Assignment:
Within the records below, reproduce without change the lines from the line that has "-- sample [340,336]." through the line that has "-- sample [251,265].", and only those.

Referring expression pointing data
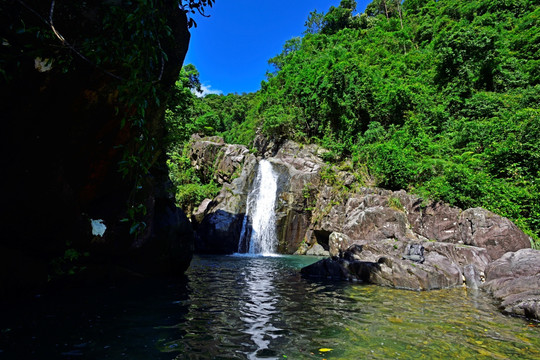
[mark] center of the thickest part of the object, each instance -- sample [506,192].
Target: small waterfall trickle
[258,235]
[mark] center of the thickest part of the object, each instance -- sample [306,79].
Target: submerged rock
[317,250]
[514,279]
[386,263]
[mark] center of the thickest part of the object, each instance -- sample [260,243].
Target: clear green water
[260,308]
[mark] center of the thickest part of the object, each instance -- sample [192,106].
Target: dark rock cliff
[62,140]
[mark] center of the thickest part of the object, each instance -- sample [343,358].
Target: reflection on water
[260,308]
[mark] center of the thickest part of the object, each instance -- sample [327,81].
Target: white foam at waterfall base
[260,213]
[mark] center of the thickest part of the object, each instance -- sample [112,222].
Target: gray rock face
[317,250]
[514,279]
[480,227]
[218,222]
[373,235]
[335,242]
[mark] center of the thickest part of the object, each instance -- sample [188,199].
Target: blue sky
[231,48]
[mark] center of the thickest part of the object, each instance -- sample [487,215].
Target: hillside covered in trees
[440,98]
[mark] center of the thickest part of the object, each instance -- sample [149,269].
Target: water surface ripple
[240,307]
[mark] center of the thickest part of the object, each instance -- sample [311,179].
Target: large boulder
[480,227]
[514,279]
[404,265]
[218,222]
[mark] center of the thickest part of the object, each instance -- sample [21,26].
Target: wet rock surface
[393,263]
[514,279]
[377,236]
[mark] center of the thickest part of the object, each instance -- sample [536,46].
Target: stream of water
[258,235]
[240,307]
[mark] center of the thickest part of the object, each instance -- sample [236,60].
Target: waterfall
[258,235]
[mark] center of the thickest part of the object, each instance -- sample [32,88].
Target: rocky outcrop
[378,236]
[218,222]
[64,137]
[316,200]
[514,279]
[392,263]
[480,227]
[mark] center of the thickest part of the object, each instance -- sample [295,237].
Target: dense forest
[440,98]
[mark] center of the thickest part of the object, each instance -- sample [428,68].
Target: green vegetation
[440,98]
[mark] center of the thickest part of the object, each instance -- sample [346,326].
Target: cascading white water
[258,235]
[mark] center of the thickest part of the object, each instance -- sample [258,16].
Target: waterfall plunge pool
[253,307]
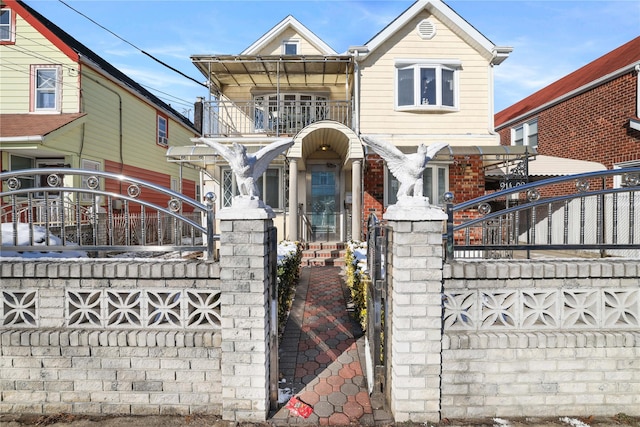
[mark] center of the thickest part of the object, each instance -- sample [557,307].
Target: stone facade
[107,336]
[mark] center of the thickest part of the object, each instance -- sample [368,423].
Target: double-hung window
[46,84]
[270,185]
[163,131]
[427,85]
[525,134]
[435,182]
[7,26]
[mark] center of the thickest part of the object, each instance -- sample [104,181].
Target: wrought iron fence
[597,212]
[224,117]
[69,210]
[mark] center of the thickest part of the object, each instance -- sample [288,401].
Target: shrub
[357,279]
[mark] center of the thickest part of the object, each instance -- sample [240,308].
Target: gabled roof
[279,28]
[454,21]
[34,126]
[615,63]
[70,45]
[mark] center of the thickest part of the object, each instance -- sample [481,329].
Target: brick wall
[541,338]
[106,336]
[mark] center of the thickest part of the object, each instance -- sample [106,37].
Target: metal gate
[377,310]
[272,244]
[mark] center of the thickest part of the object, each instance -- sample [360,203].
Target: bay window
[435,182]
[426,85]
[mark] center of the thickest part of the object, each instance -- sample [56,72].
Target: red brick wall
[592,126]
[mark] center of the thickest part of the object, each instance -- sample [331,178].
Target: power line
[164,64]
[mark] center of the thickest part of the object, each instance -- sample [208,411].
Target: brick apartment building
[590,115]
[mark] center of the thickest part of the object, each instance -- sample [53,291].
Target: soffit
[273,70]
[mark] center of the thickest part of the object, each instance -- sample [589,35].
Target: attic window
[426,29]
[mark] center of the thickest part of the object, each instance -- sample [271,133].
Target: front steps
[323,254]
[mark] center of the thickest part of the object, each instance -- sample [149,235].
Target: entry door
[323,204]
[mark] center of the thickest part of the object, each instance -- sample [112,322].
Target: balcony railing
[270,117]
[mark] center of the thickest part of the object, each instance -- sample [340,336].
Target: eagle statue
[247,167]
[406,168]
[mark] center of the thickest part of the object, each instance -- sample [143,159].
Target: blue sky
[550,38]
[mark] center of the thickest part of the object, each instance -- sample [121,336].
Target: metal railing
[597,213]
[54,217]
[225,118]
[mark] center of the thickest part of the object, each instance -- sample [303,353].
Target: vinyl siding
[31,47]
[138,147]
[377,112]
[304,47]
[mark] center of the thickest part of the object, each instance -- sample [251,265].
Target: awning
[547,166]
[27,133]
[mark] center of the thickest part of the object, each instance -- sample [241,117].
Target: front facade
[64,106]
[590,115]
[426,78]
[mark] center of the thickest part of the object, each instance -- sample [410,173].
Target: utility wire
[164,64]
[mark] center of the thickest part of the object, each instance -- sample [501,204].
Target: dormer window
[290,47]
[45,88]
[7,26]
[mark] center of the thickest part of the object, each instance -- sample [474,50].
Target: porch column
[356,198]
[293,199]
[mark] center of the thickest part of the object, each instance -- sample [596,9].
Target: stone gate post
[416,311]
[244,277]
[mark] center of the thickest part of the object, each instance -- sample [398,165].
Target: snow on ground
[39,239]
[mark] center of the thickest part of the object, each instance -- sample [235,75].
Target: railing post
[209,199]
[449,251]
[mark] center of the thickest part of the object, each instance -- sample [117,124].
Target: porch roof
[273,70]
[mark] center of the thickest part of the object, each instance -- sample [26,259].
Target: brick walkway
[322,355]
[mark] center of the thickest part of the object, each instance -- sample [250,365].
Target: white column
[356,199]
[293,199]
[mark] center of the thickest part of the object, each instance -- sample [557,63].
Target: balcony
[270,117]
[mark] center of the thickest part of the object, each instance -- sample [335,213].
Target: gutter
[30,138]
[575,92]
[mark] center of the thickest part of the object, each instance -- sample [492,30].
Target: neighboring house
[584,121]
[64,106]
[425,78]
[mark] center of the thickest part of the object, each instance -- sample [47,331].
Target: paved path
[322,355]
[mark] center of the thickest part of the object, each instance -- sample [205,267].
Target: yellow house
[64,106]
[424,78]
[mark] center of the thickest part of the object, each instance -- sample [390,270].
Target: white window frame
[228,178]
[9,27]
[56,90]
[528,131]
[291,42]
[91,165]
[419,101]
[435,168]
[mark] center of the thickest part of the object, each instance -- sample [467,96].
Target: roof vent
[426,29]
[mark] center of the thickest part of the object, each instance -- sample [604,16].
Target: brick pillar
[244,280]
[416,312]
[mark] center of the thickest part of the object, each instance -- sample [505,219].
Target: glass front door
[323,205]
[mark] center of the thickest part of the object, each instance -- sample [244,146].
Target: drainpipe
[355,51]
[637,68]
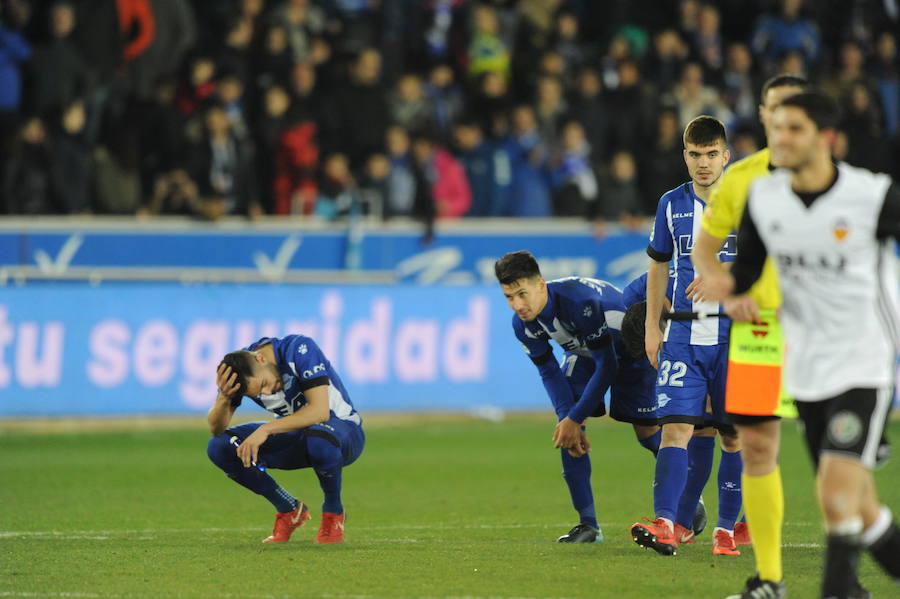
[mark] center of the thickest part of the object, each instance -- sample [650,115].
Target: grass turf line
[455,508]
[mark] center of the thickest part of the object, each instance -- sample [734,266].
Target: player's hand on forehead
[226,379]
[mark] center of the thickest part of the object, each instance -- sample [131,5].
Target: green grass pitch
[437,508]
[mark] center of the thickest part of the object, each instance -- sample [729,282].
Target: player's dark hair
[634,329]
[515,266]
[704,130]
[820,109]
[241,362]
[783,81]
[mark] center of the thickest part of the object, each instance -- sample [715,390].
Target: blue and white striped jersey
[678,218]
[302,366]
[636,291]
[578,315]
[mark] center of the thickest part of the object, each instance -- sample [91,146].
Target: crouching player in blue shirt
[583,316]
[315,427]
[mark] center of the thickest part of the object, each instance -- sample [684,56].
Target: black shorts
[850,424]
[745,420]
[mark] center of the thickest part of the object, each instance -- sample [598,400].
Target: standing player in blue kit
[584,317]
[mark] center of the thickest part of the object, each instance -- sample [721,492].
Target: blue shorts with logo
[687,374]
[287,451]
[631,394]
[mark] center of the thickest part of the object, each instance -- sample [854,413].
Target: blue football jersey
[302,365]
[678,218]
[579,312]
[636,291]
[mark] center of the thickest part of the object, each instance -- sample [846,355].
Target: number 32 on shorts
[671,373]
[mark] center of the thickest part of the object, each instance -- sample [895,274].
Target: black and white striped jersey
[835,256]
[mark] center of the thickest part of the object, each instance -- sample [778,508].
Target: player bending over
[583,316]
[315,426]
[691,356]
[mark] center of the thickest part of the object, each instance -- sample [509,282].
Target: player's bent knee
[323,453]
[220,450]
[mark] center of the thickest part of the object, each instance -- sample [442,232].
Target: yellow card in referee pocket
[755,356]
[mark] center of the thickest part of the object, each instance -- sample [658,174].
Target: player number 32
[671,373]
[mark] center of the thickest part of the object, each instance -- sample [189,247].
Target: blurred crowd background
[411,108]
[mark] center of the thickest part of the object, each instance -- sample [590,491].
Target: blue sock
[729,489]
[223,455]
[651,443]
[327,461]
[671,474]
[577,472]
[700,458]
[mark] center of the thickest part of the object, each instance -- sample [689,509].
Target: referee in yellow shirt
[756,413]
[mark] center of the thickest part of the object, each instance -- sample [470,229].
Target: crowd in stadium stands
[421,108]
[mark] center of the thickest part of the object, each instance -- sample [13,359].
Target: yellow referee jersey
[723,215]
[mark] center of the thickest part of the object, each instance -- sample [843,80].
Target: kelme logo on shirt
[760,330]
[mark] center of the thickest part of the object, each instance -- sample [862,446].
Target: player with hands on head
[831,230]
[315,426]
[691,357]
[754,410]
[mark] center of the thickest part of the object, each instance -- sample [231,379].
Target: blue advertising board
[122,348]
[456,255]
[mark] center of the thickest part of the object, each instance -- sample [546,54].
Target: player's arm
[555,383]
[315,411]
[568,433]
[606,367]
[660,249]
[889,218]
[541,354]
[657,281]
[227,400]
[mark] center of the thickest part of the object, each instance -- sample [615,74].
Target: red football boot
[332,528]
[286,523]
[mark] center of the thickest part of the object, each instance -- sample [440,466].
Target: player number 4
[671,373]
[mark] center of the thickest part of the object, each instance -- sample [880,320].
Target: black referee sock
[886,551]
[841,563]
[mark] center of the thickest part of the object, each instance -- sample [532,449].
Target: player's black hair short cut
[515,266]
[634,329]
[704,130]
[820,109]
[783,81]
[241,362]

Your solution:
[mark] center of the thickest part of the object, each instance -- sample [340,336].
Target: eagle statue
[247,167]
[406,168]
[mark] center of the thickest part of the object, each instance -- sample [143,159].
Target: blue sky
[550,38]
[mark] center of the thickest part of the object, each instance -- sample [121,336].
Target: metal railing
[597,213]
[54,217]
[225,118]
[mark] center of the thickest part of the object, each instance -- sample [303,353].
Target: vinyl siding
[31,47]
[138,147]
[377,112]
[304,47]
[mark] center of the thickest part of the object, each instance -- sample [251,265].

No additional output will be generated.